YOUR TASK
Report every line in the rows below that contains the word "white", matching case exactly.

DATA FOR THE TASK

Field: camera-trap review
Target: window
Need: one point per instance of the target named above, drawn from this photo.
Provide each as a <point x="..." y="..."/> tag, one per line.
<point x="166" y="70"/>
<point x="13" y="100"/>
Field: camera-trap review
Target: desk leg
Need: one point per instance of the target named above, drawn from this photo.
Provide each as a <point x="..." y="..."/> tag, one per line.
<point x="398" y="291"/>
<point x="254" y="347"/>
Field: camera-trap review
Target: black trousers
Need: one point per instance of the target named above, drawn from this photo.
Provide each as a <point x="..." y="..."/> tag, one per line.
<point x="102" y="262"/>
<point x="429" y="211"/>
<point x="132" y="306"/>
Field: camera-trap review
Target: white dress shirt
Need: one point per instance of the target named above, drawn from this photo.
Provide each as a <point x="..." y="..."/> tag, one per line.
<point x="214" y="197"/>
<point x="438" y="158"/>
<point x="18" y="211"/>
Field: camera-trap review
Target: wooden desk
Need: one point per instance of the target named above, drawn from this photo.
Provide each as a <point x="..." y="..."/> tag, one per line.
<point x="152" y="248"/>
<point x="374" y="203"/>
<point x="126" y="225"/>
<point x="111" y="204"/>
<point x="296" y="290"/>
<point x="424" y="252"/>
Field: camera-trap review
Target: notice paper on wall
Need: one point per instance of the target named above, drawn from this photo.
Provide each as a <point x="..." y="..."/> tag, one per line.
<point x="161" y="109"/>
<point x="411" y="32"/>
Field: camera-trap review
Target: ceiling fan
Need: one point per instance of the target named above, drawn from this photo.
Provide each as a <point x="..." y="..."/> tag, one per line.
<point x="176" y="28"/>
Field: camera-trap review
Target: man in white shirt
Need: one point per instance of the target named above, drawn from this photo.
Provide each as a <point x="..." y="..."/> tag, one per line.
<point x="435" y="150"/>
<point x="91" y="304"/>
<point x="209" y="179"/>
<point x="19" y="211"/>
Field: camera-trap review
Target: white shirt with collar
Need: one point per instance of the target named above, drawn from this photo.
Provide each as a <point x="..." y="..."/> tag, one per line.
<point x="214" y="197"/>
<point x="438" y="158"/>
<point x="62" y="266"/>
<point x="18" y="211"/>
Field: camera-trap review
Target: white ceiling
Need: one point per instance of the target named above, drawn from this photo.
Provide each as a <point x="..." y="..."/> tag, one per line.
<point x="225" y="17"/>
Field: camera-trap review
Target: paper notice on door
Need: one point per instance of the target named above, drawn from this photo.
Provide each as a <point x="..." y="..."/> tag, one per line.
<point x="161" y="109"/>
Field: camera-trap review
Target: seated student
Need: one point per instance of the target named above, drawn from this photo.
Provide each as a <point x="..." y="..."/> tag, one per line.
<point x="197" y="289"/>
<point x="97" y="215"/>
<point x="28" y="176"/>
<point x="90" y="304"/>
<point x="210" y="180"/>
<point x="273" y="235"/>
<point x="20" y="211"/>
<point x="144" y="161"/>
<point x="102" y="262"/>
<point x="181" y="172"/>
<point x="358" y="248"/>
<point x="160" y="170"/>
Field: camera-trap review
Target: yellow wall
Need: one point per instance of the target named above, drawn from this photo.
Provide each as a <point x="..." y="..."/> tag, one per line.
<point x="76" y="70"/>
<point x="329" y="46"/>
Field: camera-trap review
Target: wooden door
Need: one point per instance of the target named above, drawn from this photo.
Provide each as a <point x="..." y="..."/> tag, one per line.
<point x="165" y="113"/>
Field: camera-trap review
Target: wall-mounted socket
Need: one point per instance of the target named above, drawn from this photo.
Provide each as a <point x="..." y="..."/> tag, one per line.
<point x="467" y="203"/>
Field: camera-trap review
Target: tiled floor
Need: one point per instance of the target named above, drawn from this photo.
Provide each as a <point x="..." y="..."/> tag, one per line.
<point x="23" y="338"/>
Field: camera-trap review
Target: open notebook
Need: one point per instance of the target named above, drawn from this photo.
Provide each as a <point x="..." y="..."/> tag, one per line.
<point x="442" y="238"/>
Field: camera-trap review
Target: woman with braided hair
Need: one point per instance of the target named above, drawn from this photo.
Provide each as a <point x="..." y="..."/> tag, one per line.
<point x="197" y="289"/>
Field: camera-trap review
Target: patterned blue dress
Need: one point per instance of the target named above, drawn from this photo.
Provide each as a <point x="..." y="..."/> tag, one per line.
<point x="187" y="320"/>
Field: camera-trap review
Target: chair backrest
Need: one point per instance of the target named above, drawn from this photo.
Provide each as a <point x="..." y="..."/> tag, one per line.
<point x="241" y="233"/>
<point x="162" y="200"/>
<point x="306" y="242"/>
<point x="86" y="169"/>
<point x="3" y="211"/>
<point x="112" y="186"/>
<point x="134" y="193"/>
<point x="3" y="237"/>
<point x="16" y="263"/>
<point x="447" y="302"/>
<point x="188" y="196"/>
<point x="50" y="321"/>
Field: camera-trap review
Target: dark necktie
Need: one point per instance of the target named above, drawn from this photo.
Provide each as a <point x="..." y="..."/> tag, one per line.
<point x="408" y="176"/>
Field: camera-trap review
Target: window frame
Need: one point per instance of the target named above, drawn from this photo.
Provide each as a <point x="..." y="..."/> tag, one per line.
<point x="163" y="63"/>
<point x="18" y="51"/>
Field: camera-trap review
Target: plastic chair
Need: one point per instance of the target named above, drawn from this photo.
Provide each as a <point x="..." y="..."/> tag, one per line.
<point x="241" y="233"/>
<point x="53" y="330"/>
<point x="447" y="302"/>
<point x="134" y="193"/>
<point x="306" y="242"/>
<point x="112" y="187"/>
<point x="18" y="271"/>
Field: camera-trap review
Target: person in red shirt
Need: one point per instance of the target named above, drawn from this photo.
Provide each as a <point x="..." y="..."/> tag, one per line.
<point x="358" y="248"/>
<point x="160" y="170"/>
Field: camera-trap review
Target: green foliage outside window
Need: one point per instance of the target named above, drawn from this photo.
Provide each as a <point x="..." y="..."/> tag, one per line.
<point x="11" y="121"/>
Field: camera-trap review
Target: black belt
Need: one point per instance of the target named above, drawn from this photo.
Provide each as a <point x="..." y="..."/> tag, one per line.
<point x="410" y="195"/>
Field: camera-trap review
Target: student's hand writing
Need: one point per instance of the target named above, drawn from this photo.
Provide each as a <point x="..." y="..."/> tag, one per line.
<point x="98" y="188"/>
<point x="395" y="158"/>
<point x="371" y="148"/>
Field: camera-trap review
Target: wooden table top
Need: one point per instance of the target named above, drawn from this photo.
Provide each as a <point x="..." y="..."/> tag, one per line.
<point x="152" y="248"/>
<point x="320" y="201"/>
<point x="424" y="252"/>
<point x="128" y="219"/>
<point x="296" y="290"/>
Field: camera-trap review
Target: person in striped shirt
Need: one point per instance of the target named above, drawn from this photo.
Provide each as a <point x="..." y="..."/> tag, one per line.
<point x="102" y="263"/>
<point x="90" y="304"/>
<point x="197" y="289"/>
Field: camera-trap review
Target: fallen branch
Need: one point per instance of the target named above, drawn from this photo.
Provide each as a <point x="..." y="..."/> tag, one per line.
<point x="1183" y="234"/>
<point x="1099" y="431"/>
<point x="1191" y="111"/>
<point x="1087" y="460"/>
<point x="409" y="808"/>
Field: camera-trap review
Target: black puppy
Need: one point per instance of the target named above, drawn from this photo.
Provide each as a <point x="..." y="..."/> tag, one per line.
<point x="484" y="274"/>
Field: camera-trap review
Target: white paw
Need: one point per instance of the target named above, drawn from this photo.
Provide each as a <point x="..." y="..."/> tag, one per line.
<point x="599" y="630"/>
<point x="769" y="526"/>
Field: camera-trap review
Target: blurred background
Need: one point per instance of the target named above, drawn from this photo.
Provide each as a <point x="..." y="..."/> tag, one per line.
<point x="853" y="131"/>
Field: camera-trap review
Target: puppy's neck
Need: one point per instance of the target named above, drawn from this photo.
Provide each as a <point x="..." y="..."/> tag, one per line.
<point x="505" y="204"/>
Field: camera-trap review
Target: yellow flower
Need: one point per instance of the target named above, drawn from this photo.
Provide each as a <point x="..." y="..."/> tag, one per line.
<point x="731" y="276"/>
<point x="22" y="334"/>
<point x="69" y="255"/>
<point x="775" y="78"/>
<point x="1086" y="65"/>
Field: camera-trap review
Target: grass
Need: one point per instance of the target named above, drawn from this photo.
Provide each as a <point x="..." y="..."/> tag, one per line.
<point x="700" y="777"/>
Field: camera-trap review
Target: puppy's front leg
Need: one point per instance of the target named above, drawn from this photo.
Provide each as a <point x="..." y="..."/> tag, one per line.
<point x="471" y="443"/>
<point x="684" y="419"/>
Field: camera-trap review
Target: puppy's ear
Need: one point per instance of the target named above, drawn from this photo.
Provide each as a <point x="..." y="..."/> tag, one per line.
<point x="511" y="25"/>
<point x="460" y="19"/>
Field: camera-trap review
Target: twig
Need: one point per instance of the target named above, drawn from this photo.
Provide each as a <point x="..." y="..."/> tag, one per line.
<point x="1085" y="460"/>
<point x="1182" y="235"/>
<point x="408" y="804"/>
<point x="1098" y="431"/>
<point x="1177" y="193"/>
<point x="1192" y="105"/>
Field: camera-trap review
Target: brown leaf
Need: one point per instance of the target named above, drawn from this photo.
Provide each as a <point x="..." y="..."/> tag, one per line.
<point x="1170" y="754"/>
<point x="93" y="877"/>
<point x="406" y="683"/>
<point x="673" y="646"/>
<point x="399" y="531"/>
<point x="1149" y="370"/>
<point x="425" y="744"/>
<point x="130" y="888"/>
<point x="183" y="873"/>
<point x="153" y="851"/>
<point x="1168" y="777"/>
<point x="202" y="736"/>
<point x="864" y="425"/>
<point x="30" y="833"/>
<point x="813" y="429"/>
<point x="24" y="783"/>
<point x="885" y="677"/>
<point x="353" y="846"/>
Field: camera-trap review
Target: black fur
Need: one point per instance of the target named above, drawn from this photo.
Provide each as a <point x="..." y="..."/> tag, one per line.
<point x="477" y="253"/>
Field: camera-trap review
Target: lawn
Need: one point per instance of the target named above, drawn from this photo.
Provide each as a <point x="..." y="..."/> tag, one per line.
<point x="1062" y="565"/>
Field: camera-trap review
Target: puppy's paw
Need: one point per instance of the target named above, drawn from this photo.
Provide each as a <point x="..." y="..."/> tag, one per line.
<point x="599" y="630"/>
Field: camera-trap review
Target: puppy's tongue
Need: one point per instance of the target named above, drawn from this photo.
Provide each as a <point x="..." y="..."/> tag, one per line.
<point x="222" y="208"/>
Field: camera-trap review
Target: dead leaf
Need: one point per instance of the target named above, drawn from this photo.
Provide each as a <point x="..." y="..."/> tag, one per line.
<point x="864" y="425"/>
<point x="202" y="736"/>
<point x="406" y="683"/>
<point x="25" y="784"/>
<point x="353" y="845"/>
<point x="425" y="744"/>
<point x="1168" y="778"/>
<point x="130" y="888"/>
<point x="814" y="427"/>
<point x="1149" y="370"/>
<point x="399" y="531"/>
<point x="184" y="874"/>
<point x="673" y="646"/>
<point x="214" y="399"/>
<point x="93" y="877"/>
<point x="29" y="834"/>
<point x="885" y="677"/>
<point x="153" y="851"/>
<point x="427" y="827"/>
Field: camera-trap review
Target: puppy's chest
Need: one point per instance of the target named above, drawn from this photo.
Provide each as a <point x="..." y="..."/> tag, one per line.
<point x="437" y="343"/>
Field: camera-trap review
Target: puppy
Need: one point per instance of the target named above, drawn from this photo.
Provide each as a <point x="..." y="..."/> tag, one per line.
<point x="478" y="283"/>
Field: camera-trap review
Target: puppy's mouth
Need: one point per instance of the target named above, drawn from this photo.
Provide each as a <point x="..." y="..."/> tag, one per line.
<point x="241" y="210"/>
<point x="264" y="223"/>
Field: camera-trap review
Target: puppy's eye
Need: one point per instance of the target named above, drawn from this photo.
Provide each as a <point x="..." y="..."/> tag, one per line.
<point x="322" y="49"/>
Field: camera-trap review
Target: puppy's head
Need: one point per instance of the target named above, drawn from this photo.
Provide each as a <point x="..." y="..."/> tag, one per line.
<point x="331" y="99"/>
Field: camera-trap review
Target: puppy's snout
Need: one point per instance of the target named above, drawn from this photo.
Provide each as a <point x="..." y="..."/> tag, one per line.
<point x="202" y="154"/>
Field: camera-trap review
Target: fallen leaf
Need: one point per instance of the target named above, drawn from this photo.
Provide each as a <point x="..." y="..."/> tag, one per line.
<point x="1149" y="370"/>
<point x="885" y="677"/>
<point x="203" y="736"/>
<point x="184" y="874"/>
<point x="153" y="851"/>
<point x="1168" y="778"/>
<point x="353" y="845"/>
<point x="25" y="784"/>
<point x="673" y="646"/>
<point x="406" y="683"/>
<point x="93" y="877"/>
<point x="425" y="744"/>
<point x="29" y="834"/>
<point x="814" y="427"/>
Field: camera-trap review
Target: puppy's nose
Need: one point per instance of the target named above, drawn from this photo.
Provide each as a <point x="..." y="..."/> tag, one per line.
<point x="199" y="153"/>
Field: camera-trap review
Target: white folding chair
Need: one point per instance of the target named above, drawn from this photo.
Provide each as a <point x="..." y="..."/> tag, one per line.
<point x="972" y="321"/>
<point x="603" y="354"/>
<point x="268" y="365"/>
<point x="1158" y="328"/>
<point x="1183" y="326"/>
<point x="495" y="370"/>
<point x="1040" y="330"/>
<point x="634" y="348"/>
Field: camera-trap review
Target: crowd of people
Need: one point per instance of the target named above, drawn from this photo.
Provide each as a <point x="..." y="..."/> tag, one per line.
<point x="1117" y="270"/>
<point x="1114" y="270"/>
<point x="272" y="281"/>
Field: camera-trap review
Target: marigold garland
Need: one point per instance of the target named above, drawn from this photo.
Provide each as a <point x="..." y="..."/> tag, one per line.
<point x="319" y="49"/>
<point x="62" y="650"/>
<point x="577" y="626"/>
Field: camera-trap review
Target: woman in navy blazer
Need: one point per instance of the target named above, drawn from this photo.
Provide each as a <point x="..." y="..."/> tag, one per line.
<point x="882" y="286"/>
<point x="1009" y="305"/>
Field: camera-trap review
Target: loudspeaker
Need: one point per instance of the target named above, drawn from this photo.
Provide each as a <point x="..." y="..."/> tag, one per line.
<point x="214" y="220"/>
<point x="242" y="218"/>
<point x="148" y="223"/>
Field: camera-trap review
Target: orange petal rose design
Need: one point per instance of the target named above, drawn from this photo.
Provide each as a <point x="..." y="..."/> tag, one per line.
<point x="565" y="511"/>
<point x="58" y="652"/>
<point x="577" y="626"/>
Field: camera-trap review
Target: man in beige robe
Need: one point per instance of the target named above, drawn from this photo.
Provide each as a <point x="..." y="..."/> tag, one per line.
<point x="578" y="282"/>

COMPLETE OUTPUT
Target: white dress shirt
Target: man in white shirt
Target: white shirt with collar
Target: white ceiling
Target: white paw
Target: white folding chair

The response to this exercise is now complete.